Les opérations à signaler comprendraient les opérations que l’Agence du revenu du Canada (ARC) a considérées comme abusives ainsi que celles déterminées comme des opérations dignes d’intérêt. 

Bien que la définition de « conseiller » au sens des opérations à signaler soit généralement la même que pour les opérations à déclarer, elle est aussi large; et le fait que le versement d’honoraires soit facultatif nous amène à nous demander si des employés et associés individuels de sociétés de conseil pourraient être tenus de produire séparément une déclaration. Cependant, il existe une règle spéciale qui prévoit que la production d’une déclaration de renseignements par un employeur couvrirait du coup les obligations de ses employés. Nous nous demandons également si des fiscalistes internes pourraient être considérés comme des « conseillers » et, par conséquent, être tenus de produire un rapport. 

Exemples d’opérations à signaler

En février 2022, le ministère des Finances a publié un document d’information2 qui présente plusieurs exemples d’opérations (ou séries d’opérations) « désignées » :

  • manipulation du statut de société privée sous contrôle canadien pour éviter les règles anti-évitement applicables au revenu de placement;
  • création de pertes sur opérations de chevauchement au moyen d’une société de personnes;
  • évitement de la disposition réputée des biens en fiducie tous les 21 ans;
  • manipulation du statut de faillite pour réduire un montant remis à l’égard d’une dette commerciale;
  • recours aux critères d’objet dans une règle anti-évitement relative aux restrictions au commerce d’attributs pour éviter une acquisition de contrôle réputée;
  • utilisation de prêts adossés pour contourner les règles de capitalisation restreinte et de retenue d’impôt des non-résidents. 

Obligation de déclaration

Les obligations de communication de l’information relatives aux opérations à signaler sont généralement les mêmes que celles des opérations à déclarer, à l’exception de la règle spéciale de l’« employeur » décrite ci-dessus. 

Pénalités

Les pénalités associées à l’omission de produire une déclaration sont généralement les mêmes que pour les opérations à déclarer.
=-=-=-=-=
**OBJECTIF:** Pourriez-vous poursuivre le texte sur les opérations fiscales à signaler à partir de sa dernière phrase ?
=-=-=-=-=
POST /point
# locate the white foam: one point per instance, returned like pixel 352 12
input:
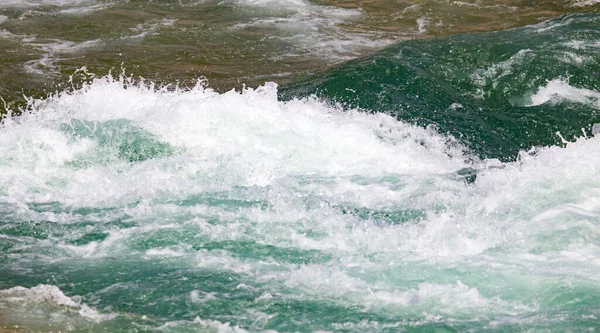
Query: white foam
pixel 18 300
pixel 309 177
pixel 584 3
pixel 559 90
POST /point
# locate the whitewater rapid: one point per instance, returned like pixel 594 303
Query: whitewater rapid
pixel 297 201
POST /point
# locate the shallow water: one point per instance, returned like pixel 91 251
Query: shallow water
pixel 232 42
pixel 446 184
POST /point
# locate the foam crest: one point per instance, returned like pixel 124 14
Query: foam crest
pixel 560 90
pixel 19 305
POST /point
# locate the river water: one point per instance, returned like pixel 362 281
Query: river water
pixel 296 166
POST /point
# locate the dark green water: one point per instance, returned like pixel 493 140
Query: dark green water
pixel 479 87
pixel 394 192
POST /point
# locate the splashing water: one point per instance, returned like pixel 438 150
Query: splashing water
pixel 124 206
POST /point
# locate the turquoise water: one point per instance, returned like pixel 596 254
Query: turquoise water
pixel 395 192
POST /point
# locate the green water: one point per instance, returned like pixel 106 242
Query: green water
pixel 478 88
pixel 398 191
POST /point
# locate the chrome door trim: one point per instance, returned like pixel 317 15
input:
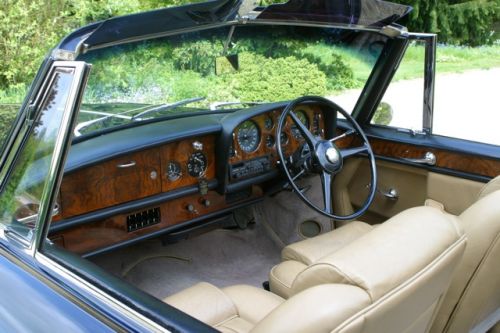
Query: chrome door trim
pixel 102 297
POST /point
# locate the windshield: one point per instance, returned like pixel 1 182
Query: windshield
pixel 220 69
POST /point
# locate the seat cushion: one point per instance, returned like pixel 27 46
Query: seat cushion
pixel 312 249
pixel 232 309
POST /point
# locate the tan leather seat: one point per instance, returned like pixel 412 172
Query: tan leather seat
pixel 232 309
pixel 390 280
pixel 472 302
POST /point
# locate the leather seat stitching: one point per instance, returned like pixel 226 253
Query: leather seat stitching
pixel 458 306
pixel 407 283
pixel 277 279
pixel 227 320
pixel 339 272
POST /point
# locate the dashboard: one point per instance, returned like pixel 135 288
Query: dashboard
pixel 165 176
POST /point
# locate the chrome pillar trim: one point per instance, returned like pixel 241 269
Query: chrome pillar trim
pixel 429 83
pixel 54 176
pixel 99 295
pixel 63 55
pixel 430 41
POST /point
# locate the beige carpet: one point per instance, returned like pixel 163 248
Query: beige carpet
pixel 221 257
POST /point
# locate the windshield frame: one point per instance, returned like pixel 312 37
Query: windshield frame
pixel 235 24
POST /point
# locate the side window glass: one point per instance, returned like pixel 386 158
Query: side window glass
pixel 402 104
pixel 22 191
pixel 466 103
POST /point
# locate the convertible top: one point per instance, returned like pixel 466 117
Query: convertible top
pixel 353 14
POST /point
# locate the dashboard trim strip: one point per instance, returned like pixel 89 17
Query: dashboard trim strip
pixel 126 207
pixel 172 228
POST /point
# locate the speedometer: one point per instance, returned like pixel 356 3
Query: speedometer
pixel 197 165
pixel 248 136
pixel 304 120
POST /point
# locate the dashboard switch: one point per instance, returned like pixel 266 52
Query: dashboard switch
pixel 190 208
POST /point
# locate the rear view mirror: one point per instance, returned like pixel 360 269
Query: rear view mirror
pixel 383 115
=-=-=-=-=
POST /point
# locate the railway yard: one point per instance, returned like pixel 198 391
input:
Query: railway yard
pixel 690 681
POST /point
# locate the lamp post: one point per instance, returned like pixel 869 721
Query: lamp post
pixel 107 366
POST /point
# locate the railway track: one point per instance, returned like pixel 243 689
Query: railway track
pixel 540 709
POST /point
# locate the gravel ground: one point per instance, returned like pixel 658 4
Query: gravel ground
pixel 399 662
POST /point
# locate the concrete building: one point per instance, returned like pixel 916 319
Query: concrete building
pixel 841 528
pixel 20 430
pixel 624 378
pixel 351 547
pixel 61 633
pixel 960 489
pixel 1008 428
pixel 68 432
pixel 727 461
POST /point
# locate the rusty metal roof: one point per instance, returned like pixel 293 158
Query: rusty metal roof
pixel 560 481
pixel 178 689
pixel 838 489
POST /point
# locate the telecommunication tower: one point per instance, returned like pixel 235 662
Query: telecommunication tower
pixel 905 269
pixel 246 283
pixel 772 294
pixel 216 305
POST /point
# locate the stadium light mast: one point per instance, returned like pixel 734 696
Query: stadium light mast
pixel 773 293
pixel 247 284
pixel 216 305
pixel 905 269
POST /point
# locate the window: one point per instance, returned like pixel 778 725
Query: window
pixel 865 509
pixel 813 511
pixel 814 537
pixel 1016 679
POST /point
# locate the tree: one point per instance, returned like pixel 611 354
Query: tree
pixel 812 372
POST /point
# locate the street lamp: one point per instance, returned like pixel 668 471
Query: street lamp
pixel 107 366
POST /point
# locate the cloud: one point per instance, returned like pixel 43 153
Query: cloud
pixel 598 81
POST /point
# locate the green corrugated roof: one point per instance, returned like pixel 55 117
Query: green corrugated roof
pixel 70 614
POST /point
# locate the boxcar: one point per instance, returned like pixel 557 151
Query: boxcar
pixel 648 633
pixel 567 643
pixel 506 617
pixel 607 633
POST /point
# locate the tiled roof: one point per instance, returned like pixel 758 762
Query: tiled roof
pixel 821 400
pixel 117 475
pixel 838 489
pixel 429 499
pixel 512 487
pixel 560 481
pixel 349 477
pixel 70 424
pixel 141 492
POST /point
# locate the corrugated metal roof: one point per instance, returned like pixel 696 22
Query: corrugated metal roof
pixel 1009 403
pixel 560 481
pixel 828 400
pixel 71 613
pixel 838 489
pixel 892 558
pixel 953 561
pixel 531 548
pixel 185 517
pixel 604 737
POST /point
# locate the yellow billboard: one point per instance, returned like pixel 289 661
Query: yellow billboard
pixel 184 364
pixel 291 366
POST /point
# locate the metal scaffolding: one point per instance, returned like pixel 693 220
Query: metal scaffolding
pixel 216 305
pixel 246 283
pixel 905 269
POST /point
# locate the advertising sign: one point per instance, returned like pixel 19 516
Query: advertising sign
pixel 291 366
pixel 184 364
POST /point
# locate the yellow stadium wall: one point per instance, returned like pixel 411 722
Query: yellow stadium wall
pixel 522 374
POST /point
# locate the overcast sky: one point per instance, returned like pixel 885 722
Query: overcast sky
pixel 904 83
=-=-=-=-=
**RÉPONSE:**
Traitements fiscaux incertains

Le projet de loi C-47 instaure en outre une obligation de divulguer les « traitements fiscaux incertains ». Les règles exigeront qu’une société contribuable qui satisfait toutes les conditions ci-après déclare annuellement des traitements fiscaux incertains particuliers :

  • la société est tenue de produire une déclaration de revenus canadienne et doit compter au moins 50 millions de dollars d’actifs à la fin de l’année financière; 
  • la société, ou un groupe dont elle est membre, doit avoir des états financiers vérifiés et établis conformément aux normes internationales d’information financière ou à d’autres principes comptables généralement reconnus propres à d’autres pays applicables aux sociétés qui sont inscrites à la cote d’une bourse de valeurs à l’étranger; 
  • il existe un traitement fiscal incertain relativement à l’impôt sur le revenu canadien de la société qui se reflète dans les états financiers vérifiés de la société ou d’un groupe dont elle est membre. 

Un traitement fiscal incertain est un traitement fiscal pour lequel une incertitude dans les états financiers de la société ou d’un groupe dont elle est membre existe. On entend généralement par là une position fiscale pour laquelle il est « plus probable qu’improbable » qu’un seuil d’assurance n’ait pas été atteint.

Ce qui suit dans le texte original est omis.